Your goal:
Beginning with the line containing "Note: for every instance of the river" and ending with the last line, repeat the records exactly.

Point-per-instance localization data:
******************************

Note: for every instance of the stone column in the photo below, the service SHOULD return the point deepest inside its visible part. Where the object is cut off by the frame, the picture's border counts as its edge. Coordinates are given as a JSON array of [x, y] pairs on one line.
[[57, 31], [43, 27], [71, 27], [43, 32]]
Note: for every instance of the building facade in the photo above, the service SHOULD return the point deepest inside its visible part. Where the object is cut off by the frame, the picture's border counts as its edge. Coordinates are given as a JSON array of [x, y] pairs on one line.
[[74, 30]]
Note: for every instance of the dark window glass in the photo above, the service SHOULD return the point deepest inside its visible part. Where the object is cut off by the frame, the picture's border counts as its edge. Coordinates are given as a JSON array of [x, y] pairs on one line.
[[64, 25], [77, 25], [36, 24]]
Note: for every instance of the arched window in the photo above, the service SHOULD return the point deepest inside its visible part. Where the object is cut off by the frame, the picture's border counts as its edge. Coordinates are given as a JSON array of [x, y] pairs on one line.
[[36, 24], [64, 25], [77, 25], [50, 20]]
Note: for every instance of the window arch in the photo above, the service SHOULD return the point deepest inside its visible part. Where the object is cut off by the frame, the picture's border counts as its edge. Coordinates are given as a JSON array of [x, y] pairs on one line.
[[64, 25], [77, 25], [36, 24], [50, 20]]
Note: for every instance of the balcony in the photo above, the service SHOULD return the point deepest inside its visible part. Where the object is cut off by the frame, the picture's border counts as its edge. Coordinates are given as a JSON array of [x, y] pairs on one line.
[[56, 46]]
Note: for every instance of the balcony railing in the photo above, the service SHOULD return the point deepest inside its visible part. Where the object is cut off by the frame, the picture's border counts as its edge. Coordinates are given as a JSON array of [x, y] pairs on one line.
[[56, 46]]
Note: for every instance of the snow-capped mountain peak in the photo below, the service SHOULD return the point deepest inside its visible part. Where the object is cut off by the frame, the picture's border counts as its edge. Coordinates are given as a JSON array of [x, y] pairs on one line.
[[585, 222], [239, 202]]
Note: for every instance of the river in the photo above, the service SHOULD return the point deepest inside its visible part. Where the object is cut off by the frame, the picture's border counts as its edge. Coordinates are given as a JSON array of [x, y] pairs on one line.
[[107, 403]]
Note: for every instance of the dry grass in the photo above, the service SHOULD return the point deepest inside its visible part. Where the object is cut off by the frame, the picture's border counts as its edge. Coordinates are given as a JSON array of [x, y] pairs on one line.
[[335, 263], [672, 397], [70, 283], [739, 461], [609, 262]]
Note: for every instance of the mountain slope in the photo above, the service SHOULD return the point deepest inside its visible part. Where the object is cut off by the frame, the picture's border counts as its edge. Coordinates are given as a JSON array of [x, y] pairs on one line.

******************************

Task answer:
Note: for every instance of the river in the photo above, the service SHOULD return the point deepest inside its visible part. Where the object is cut off by the frame, the picture's border counts as its edge. Coordinates are given as a JSON array of [x, y] pairs on one line.
[[107, 403]]
Note: for every instance of the dry grass in the photo above, the service SHOULD return the point deepest inside its visible part. Where the object is cut off by the frame, the picture's border counts as its edge. Coordinates are given as a JSON array of [x, y] pairs on one line.
[[335, 263], [672, 397], [70, 283], [739, 461], [609, 262]]
Note: for every instance of the mountain slope in the photo above, the service SHOULD return the point deepest inside its visible part. Where the object is cut off by the frame, the picture's border counts as its edge. Coordinates are given as a JSON array of [x, y] pairs on one line.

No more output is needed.